To be done
Could you reproduce every line of the material below, word for word and in the same order?

Listed entries
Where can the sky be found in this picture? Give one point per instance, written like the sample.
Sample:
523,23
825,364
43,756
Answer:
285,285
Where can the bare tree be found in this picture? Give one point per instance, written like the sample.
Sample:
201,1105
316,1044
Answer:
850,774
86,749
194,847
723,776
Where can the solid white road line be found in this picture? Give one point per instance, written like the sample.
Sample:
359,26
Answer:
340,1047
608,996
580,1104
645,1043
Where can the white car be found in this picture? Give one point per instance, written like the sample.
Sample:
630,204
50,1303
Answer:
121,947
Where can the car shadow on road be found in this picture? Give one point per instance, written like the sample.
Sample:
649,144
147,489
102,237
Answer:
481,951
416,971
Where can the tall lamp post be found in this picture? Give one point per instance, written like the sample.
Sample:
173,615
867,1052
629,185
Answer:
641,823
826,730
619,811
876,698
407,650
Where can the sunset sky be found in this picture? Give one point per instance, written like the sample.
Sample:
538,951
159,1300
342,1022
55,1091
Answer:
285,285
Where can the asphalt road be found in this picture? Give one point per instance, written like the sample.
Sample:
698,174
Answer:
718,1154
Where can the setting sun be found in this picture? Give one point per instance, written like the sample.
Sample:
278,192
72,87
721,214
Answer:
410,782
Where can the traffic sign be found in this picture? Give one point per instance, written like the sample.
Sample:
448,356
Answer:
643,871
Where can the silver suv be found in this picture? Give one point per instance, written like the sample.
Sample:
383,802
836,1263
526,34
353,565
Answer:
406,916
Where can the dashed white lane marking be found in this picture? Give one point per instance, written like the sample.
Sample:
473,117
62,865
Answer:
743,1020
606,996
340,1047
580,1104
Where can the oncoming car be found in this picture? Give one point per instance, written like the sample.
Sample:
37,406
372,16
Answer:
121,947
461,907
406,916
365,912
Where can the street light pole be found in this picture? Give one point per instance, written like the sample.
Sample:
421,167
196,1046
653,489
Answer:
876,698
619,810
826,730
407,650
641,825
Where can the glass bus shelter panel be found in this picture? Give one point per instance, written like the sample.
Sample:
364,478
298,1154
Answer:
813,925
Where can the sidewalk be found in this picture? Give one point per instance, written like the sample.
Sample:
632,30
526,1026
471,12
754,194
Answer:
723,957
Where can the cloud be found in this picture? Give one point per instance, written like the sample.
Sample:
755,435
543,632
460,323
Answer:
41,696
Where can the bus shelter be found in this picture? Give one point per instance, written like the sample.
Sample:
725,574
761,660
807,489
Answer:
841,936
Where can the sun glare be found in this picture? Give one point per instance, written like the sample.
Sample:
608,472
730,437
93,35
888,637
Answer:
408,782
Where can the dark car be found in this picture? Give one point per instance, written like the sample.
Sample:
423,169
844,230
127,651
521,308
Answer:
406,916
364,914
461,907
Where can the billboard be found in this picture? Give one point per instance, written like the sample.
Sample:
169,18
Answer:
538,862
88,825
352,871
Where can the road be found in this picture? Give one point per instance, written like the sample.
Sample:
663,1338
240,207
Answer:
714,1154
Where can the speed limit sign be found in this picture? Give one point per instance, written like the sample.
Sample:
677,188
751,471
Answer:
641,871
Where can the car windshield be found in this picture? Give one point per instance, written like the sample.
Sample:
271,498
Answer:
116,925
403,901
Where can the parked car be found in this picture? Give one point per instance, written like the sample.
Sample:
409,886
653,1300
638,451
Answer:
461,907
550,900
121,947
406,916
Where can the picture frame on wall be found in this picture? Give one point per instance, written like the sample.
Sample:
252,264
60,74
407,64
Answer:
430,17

Response
Where can the sky be found in this picture? Give one point per instance, written like the sample.
Sample:
523,23
825,364
43,756
Answer:
285,285
Where can the bare tree be found in this picture? Give one point per instance, written like the sample.
Sample:
201,1105
316,1044
Answer:
850,774
86,749
194,847
723,776
Where can the solid white road line be found in this picture? Give one point per instance, written like the sample.
Sample:
359,26
Answer:
340,1047
608,996
580,1104
645,1043
Where can the white car be found in this picture? Give one point per instance, written like the sample.
Sample:
630,204
50,1303
Answer:
121,947
Where can the car shadow on road be found in this picture? Give one point per instance, written like the sample.
Sample:
649,144
147,489
102,237
Answer:
481,951
416,971
Where can the tall lamp post be found in this picture? Give one point per instance, written like the sample.
Sample:
173,615
867,1052
629,185
Answer:
641,823
826,730
619,811
876,698
407,650
Where can the sunset sky be found in this picture? Give one point per instance, written like the sample.
Sample:
538,951
159,1300
342,1022
55,1091
Answer:
285,285
Where can the asphalt road be found in this picture? Give one point per instance, written like the sample.
Sample:
698,174
Answer:
718,1154
Where can the setting sun be found in this picture? Give one point per instance, written like the sample.
Sample:
278,192
72,87
721,214
Answer:
410,782
Where can the traffic sign be found in this picture? Give one point per instance, written like the sample.
Sample:
448,356
Answer:
643,871
Where can the silver suv be found in this picture? Give one point per instance, written like the sample.
Sample:
383,802
836,1263
526,34
353,565
Answer:
406,916
Where can the dashed white lane marking be found in this picture? Give one point per instance, written like the sample.
Sample:
473,117
62,865
Answer:
743,1020
606,996
340,1047
580,1104
Where can the oncoming car be found in this picture? Give one point per instance, written like the sample.
Sample:
37,406
372,16
Answer:
121,947
461,907
406,916
365,912
Where can the street light pole be found in this picture? Give one point per instance, written like the sample.
Sample:
421,167
196,1046
653,489
Answer:
876,698
619,810
826,730
407,650
641,825
Where can the glass bus shelter panel be found in this picture? Give one point per instance, written like the sample.
Sample:
364,478
298,1154
Answer:
813,925
Where can the sidewalk be found in this picture? Give one point per instance, written like the sample.
Sample:
632,30
526,1026
471,12
754,194
Answer:
723,957
Where can the cloud be found in this picture? Give one point per instance, written like the sample.
Sample:
755,435
543,632
460,323
Answer:
41,696
Where can the bus shelter be found in this picture? Give one point per instance, written like the sample.
Sample:
725,574
761,660
807,489
Answer:
841,936
Where can the sun glare be found in this picture? Give one point per instance, written like the sample.
Sample:
608,472
730,437
93,35
888,637
Answer:
408,782
Where can the dark car be found in this picture? Give one point per instance, written like the sample.
Sample:
423,169
844,230
127,651
521,308
Answer:
406,916
364,914
461,907
Where can the billboard be found in this picture? Give one point per instance, written like the sample.
Sample:
169,18
Answer:
538,862
88,825
352,871
Where can the road be found in this picture? Give one point per instance, written like the sample.
Sample:
663,1338
240,207
Answer:
714,1154
Where can the speed limit sign be found in this picture? Give one point per instance, written like the sample.
Sample:
677,188
751,471
Answer:
641,871
Where can the car windshield be found in this picture? Give one point per instance, written like the sample.
Sample:
271,498
Answer:
116,925
403,901
Where can the parked car be found in this picture? Give one point per instance, written like the sample.
Sample:
409,886
653,1300
638,451
Answer:
461,907
550,900
121,947
406,916
Where can the picture frame on wall be found in this picture? Give one point per instance, written like the sample.
Sample:
252,264
60,74
407,64
Answer:
430,17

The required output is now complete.